## Collected data entries
_ _ _ _ _
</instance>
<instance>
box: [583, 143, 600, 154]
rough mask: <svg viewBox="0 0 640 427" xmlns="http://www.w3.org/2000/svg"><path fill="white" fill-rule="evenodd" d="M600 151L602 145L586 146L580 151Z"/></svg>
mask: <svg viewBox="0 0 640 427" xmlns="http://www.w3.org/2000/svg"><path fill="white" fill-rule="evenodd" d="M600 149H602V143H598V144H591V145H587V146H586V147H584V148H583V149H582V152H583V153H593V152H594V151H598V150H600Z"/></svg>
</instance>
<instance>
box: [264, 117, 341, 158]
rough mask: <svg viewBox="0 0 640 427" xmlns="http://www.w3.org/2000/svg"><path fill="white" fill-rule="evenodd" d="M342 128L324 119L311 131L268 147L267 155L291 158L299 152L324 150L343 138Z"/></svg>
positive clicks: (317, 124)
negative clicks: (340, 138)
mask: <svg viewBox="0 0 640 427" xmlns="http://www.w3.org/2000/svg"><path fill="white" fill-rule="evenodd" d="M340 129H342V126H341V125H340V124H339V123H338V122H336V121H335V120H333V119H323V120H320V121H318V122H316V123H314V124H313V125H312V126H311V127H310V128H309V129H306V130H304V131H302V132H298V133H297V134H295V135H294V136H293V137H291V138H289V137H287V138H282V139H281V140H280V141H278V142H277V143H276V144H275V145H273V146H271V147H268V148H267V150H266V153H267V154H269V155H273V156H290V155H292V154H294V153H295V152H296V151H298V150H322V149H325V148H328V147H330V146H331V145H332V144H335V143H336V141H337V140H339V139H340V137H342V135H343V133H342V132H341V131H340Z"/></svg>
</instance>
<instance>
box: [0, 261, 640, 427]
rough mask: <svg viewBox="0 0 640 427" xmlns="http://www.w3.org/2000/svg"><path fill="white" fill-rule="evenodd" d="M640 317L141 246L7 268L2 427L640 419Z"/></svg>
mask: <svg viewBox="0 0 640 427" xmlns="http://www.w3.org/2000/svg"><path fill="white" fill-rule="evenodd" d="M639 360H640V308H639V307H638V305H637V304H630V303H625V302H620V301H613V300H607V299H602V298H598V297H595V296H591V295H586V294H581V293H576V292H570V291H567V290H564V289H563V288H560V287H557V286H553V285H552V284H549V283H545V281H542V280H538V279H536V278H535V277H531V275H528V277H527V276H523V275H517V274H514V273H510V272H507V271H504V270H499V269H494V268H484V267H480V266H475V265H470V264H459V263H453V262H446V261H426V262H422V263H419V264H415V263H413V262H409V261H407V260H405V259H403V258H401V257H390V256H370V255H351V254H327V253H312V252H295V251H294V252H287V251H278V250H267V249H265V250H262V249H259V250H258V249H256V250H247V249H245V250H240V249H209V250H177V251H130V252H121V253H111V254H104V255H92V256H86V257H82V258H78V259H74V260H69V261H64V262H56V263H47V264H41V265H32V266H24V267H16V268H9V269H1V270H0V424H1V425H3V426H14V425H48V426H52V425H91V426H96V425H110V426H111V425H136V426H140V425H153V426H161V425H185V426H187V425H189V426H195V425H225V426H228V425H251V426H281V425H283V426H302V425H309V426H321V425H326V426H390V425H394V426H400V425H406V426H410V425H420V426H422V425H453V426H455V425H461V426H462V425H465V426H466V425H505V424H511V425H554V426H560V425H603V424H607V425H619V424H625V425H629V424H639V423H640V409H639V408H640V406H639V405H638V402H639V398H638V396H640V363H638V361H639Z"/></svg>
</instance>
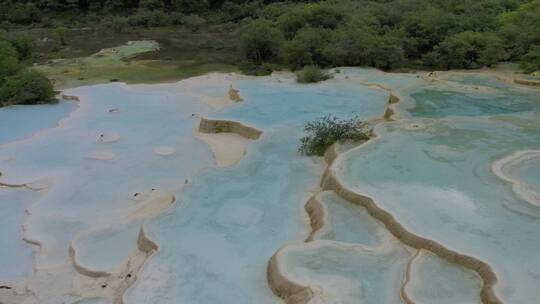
_ _ _ _ _
## Work order
Duplicate the listing above line for line, without changing anything. Leave out the picture.

## Solution to this problem
</instance>
<instance>
box: [583, 143, 600, 154]
rough mask: <svg viewBox="0 0 640 427" xmlns="http://www.w3.org/2000/svg"><path fill="white" fill-rule="evenodd" d="M600 151L602 145L586 146L580 151Z"/></svg>
mask: <svg viewBox="0 0 640 427" xmlns="http://www.w3.org/2000/svg"><path fill="white" fill-rule="evenodd" d="M600 149H602V143H598V144H591V145H587V146H586V147H584V148H583V149H582V152H583V153H593V152H594V151H598V150H600Z"/></svg>
</instance>
<instance>
box: [264, 117, 341, 158]
rough mask: <svg viewBox="0 0 640 427" xmlns="http://www.w3.org/2000/svg"><path fill="white" fill-rule="evenodd" d="M342 128L324 119L311 131L268 147L267 155L291 158L299 152L324 150L343 138Z"/></svg>
positive clicks: (317, 124)
negative clicks: (340, 138)
mask: <svg viewBox="0 0 640 427" xmlns="http://www.w3.org/2000/svg"><path fill="white" fill-rule="evenodd" d="M340 129H342V126H341V125H340V124H339V123H338V122H336V121H335V120H333V119H323V120H320V121H318V122H316V123H314V124H313V125H312V126H311V127H310V128H309V129H306V130H304V131H302V132H298V133H297V134H295V135H294V136H293V137H291V138H289V137H287V138H282V139H281V140H280V141H278V142H277V143H276V144H275V145H273V146H271V147H268V148H267V150H266V153H267V154H269V155H273V156H290V155H292V154H294V153H295V152H296V151H298V150H322V149H325V148H328V147H330V146H331V145H332V144H335V143H336V141H337V140H339V139H340V137H342V135H343V133H342V132H341V131H340Z"/></svg>
</instance>
<instance>
box: [0, 261, 640, 427]
rough mask: <svg viewBox="0 0 640 427" xmlns="http://www.w3.org/2000/svg"><path fill="white" fill-rule="evenodd" d="M640 317L141 246L7 268L2 427L640 419Z"/></svg>
mask: <svg viewBox="0 0 640 427" xmlns="http://www.w3.org/2000/svg"><path fill="white" fill-rule="evenodd" d="M639 360H640V308H639V307H638V305H637V304H630V303H625V302H620V301H613V300H607V299H602V298H598V297H595V296H591V295H586V294H581V293H576V292H570V291H567V290H564V289H563V288H560V287H557V286H553V285H552V284H549V283H545V281H542V280H538V279H536V278H535V277H531V275H528V277H527V276H523V275H517V274H514V273H510V272H507V271H504V270H499V269H494V268H484V267H480V266H475V265H470V264H459V263H453V262H446V261H426V262H422V263H419V264H415V263H413V262H409V261H407V260H405V259H403V258H401V257H390V256H370V255H351V254H327V253H312V252H295V251H294V252H287V251H278V250H267V249H265V250H262V249H259V250H258V249H256V250H247V249H245V250H240V249H209V250H177V251H130V252H121V253H111V254H104V255H92V256H86V257H82V258H78V259H74V260H69V261H64V262H56V263H47V264H41V265H32V266H24V267H16V268H9V269H1V270H0V424H1V425H3V426H14V425H48V426H52V425H91V426H96V425H110V426H111V425H136V426H140V425H153V426H161V425H185V426H187V425H189V426H195V425H225V426H228V425H251V426H281V425H283V426H302V425H309V426H321V425H326V426H390V425H394V426H400V425H406V426H410V425H420V426H422V425H453V426H455V425H461V426H462V425H465V426H466V425H505V424H511V425H554V426H560V425H603V424H607V425H619V424H625V425H629V424H639V423H640V409H639V408H640V406H639V405H638V402H639V398H638V396H640V363H638V361H639Z"/></svg>
</instance>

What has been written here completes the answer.